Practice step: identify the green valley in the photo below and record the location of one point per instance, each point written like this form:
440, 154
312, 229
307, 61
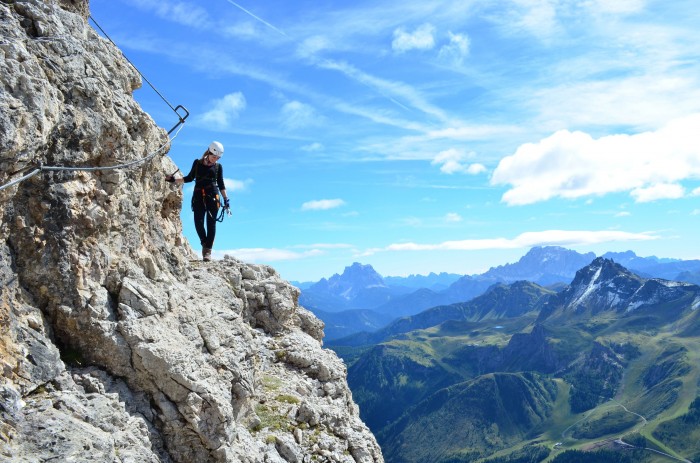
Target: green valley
610, 364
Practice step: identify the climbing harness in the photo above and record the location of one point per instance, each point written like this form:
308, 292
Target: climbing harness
179, 110
223, 211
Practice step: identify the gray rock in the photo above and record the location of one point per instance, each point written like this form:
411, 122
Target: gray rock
114, 345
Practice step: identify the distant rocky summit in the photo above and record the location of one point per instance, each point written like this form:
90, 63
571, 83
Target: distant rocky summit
115, 345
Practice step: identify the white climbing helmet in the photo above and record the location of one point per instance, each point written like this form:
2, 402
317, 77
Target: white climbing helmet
216, 148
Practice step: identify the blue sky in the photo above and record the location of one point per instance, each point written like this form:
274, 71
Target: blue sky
430, 136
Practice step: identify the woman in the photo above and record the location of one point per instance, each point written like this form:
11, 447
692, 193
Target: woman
209, 182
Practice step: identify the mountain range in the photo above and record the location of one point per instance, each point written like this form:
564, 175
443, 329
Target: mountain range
525, 373
361, 300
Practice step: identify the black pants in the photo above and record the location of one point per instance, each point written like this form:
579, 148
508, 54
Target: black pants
205, 207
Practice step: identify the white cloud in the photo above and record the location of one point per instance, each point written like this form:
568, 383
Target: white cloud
312, 46
649, 165
420, 39
618, 6
322, 204
452, 161
313, 147
189, 14
526, 240
453, 217
536, 17
297, 115
237, 185
456, 50
659, 191
224, 110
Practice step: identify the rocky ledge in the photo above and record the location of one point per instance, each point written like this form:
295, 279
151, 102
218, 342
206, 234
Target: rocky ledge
115, 345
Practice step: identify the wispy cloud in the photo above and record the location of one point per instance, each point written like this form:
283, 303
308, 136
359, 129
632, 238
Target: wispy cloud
264, 255
456, 51
322, 204
454, 161
390, 89
420, 39
453, 217
296, 115
525, 240
186, 13
237, 185
313, 147
224, 110
648, 165
256, 17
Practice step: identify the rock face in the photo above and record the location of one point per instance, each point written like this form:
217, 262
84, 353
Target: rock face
114, 344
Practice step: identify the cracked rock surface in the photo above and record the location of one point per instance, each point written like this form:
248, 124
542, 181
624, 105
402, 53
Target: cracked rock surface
116, 345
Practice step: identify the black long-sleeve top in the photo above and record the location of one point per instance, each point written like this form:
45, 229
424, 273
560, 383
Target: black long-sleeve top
206, 177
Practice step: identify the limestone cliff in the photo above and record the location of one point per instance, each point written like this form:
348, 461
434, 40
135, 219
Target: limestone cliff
115, 345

★ ★ ★

OBJECTIVE:
Copy the records again from the line with "Practice step: identify the cracked" through the end of the records, requests included, and raise each answer coordinate by 79.

WORKED ANSWER:
Practice step: identify the cracked rock surface in the photo above and record the location of one point per instance, each point written like this form:
248, 124
542, 181
624, 105
402, 53
Target: cracked rock surface
195, 424
Practice step: identify the black long-sleeve top in the photo above and record the location of one point per instance, each point written like this form:
45, 229
424, 273
560, 383
Target: black long-sleeve top
285, 256
Practice step: identify the limestone cliff in the photo above and record the location of one point per instance, each point written like this form:
348, 461
434, 40
135, 219
Target: limestone cliff
194, 424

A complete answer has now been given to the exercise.